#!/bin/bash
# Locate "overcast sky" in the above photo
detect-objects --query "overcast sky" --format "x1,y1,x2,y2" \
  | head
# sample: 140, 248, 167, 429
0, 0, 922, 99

+ + + +

▶ _ESERCIZIO PROPOSTO_
Trascrivi parola per parola tutte le voci riportate qui sopra.

▶ _SOLUZIONE DELL'ESERCIZIO_
#!/bin/bash
# Locate "overcast sky" in the above photo
detect-objects --query "overcast sky" --format "x1,y1,x2,y2" \
  | head
# sample: 140, 248, 167, 429
0, 0, 922, 99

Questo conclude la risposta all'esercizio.